*TASKS TO PERFORM:*
a - In the nature column on movement and change that follows, why do the stars appear to stay in fixed positions? Answer in one to three sentences.
b - Extend the nature column on movement and change that follows by writing on from its final sentence.

** Start PASSAGE SHOWN **

Speaking of Nature: Movement & Change
Everything is in motion all around us. The molecules of gas in the atmosphere swirl and mix daily, the planet itself is hurtling through space as it orbits the sun, even the ground under our feet is moving. Everything changes. It’s just a matter of time and attention to see that this is true. Stability, consistency and permanence are all an illusion.
I am 45 years old. This means that Earth has managed to orbit the sun 45 times while I have been alive. It takes about 27 days for the moon to orbit Earth, which it has accomplished about 608 times since my birth. This may seem like a lot, but it’s all a matter of perspective. Jupiter, which lies about five times farther from the sun than Earth, has only managed to orbit the sun about four times in my 45 years. Saturn hasn’t even made two full orbits in that time.
Even the sun, the center of our solar system, is in motion. We are a part of a massive collection of other stars that swirl in a giant spiral around a galactic core. This group of stars has been named the Milky Way galaxy and it, too, is in motion. The spiral makes one full turn every 230 million years and it is moving relative to the other galaxies in ways so complex that they are indescribable without powerful computers.
The great comfort in all of this is that our human lives are so short that we see the heavens moving in such super slow motion that we can say the stars themselves appear to be in fixed positions. Our grandparents saw the same sky as we see and our children will continue to see the same sky that we have observed.
For as long as humans have been able to think, they have looked into the nighttime sky and seen patterns. Today we call them constellations, but in the past they have been seen as gods, ghosts and other supernatural beings. The most recognizable of them all is probably the Big Dipper, which rotates around the North Star. But if you look to the south, particularly at this time of year, you can see the second most recognizable constellation — Orion — marching across the sky.
The culture in which you were raised will determine exactly what pattern is played out when you look at Orion. Some see a man kneeling behind a shield, while others see a hunter holding a club in one hand and the body of a lion in the other. But the general consensus is that Orion is a hunter of some kind. Whatever you see, there are a few stars that serve as the basic core of the constellation. The most obvious of these are two groups of bright stars that occur in lines of three.
Since I have been getting up in the dark to get to school on time, I have been looking at Orion for a long time and have wondered just what kind of stars these are. I have many books and access to the Internet to help me look these things up. I even have an app on my iPad that will help me find the constellations. I am not the first person to be curious about these things, but it is interesting to lay out what we know.

** End PASSAGE SHOWN **
** Start LISTED ENTRIES **

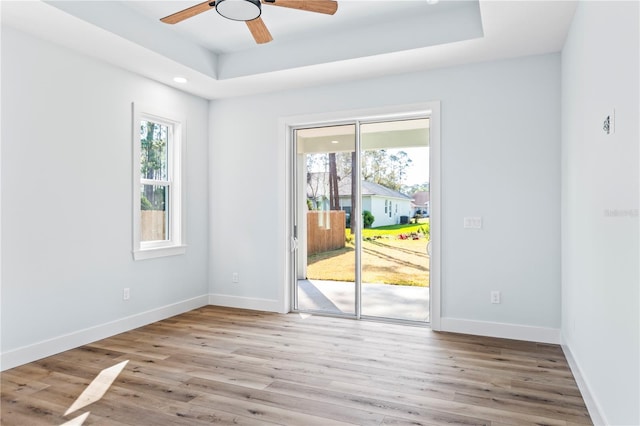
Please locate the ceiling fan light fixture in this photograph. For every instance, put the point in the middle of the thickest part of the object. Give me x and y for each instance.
(239, 10)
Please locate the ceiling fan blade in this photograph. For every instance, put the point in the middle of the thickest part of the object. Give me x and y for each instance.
(188, 12)
(328, 7)
(259, 31)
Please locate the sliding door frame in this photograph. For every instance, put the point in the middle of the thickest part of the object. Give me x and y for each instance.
(287, 127)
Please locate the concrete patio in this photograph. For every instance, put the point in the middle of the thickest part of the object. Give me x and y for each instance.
(378, 300)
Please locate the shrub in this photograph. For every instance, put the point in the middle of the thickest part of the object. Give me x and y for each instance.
(145, 204)
(367, 219)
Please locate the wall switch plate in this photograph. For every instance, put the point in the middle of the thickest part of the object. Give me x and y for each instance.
(473, 222)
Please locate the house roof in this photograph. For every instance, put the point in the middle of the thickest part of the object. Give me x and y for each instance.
(421, 198)
(370, 188)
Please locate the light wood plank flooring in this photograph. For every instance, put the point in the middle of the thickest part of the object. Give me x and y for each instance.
(228, 366)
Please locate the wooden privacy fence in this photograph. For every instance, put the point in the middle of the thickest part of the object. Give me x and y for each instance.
(152, 225)
(325, 231)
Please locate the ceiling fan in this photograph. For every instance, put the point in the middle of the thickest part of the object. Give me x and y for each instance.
(250, 10)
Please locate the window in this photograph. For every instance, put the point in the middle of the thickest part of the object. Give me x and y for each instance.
(158, 142)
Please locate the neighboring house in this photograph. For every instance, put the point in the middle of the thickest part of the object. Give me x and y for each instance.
(386, 205)
(420, 204)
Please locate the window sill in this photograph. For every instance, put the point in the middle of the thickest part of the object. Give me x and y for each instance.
(159, 252)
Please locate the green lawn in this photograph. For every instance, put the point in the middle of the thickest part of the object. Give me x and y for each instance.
(386, 258)
(393, 230)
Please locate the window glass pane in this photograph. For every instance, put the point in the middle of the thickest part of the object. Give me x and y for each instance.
(153, 150)
(154, 214)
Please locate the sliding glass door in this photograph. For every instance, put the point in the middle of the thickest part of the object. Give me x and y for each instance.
(361, 219)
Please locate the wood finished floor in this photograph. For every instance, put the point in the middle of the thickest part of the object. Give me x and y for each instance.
(228, 366)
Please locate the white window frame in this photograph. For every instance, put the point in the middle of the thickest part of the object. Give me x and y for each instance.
(176, 243)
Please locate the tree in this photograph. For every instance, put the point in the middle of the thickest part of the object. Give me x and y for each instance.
(385, 168)
(153, 162)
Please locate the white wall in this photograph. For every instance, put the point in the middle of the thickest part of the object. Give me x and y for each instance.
(600, 242)
(500, 160)
(66, 200)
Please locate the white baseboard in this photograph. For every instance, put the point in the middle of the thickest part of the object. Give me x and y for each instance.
(496, 329)
(593, 407)
(36, 351)
(267, 305)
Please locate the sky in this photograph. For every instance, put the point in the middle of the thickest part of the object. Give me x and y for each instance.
(418, 171)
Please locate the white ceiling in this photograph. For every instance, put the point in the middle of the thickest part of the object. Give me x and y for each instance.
(364, 39)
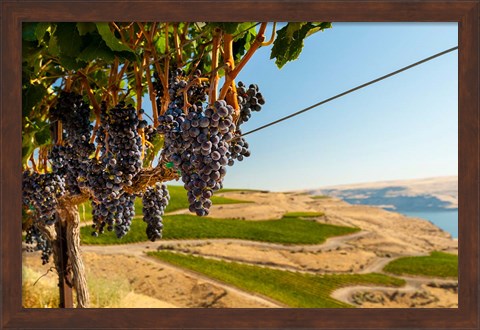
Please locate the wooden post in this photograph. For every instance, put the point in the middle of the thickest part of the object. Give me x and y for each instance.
(64, 274)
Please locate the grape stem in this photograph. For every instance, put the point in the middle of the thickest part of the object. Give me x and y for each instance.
(212, 96)
(230, 76)
(272, 37)
(162, 74)
(178, 50)
(229, 90)
(34, 165)
(151, 91)
(94, 103)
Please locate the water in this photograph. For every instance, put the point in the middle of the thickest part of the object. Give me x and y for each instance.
(447, 220)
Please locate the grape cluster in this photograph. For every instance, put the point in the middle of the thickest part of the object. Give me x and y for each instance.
(198, 146)
(35, 237)
(40, 192)
(155, 200)
(249, 99)
(72, 158)
(114, 213)
(120, 143)
(238, 148)
(178, 80)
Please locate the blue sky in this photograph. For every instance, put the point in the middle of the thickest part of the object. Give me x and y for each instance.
(404, 127)
(401, 128)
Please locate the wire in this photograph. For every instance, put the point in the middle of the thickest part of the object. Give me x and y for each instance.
(351, 90)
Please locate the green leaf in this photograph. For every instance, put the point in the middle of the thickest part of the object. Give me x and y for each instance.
(43, 136)
(71, 63)
(109, 37)
(40, 30)
(96, 49)
(159, 42)
(152, 152)
(27, 147)
(289, 42)
(53, 46)
(28, 31)
(31, 96)
(69, 41)
(84, 28)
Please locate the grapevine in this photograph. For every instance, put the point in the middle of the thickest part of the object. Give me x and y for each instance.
(86, 137)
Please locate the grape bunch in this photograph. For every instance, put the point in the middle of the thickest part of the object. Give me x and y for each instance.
(120, 144)
(35, 237)
(249, 99)
(198, 147)
(72, 158)
(114, 213)
(40, 192)
(155, 200)
(238, 148)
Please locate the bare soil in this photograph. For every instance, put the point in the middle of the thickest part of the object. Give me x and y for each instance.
(384, 236)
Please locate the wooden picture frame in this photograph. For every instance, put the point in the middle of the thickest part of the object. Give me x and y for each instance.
(465, 12)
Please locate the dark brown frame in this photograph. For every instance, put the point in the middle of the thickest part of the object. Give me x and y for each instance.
(465, 12)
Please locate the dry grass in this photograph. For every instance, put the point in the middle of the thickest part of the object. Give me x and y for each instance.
(104, 293)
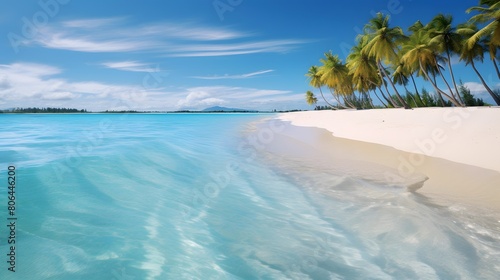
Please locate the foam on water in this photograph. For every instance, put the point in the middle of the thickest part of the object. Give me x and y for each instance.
(187, 197)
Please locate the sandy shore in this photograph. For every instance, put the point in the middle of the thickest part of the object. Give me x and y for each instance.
(458, 149)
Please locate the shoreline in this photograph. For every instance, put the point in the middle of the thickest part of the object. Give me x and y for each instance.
(454, 176)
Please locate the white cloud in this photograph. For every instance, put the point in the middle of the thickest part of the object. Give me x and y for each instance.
(37, 85)
(479, 89)
(169, 39)
(133, 66)
(59, 96)
(198, 50)
(242, 76)
(198, 98)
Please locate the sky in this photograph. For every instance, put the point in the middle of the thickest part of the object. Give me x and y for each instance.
(162, 55)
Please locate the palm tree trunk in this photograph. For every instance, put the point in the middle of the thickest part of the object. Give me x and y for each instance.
(495, 97)
(436, 88)
(389, 100)
(416, 90)
(381, 68)
(496, 66)
(453, 76)
(348, 101)
(370, 101)
(447, 84)
(438, 91)
(374, 91)
(340, 104)
(331, 106)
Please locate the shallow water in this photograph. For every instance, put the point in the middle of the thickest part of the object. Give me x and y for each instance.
(191, 197)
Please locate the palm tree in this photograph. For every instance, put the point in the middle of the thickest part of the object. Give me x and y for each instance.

** End LISTED ENTRIES **

*WRITTEN ANSWERS:*
a - Human lives are so short that we see the heavens moving in extremely slow motion. Over a lifetime that motion is too slight to notice, so the stars seem fixed.

b -
Orion’s right shoulder is marked by the star Betelgeuse, which is a massive red supergiant that lies 641 light years from Earth. If Betelgeuse were at the center of our solar system, its edges would extend out past Mars. It is incredibly large, but the cost of being this size is a short life. Our sun is expected to live about 9 billion years, but Betelgeuse will be lucky to see 15 million years. Upon its “death,” the star will explode into a supernova that will be visible during the day here on Earth. But none of us will see it.
Betelgeuse is a rogue star that lives fast and dies young. It has broken away from the stellar nursery in which it was born.
Moving clockwise, we come to the star known as Meissa, another supergiant, but this time a blue supergiant. As seems to be the case with the stars in Orion, Meissa is another rogue star that has lost some mass and picked up speed. What we can’t see with the naked eye is the fact that Meissa is actually more than one star, but at just over 1,000 light years away you can’t really see this with the naked eye. Like Betelgeuse, Meissa will live a short, bright life. Its name is derived from the Arabic “Al-Maisan,” which means “the shining one.”
Clockwise again we come to Bellatrix and, before I go any farther, the answer to your question is “yes.” The character Bellatrix Lestrange was indeed named after this star, which has also been called the “amazon” and the “female warrior.” It is another blue giant and it is also very young; at least its 20 million years is young when talking about stars. Bellatrix is also rather close to Earth. Had George Washington headed into the heavens at light speed, instead of crossing the Delaware in a boat, he would have reached Bellatrix by now.
Moving clockwise again, we come to the star Mintaka. This star is on the right-hand side of Orion’s “belt” and its name is derived form the Arabic word “mantaqa,” which means “belt.” Another double star, Mintaka is actually a giant star and a smaller sun-like star that spin around one another every six days. Each one of these stars is about 90 thousand times brighter than the sun, which is why they are so easily seen from 700 light years away.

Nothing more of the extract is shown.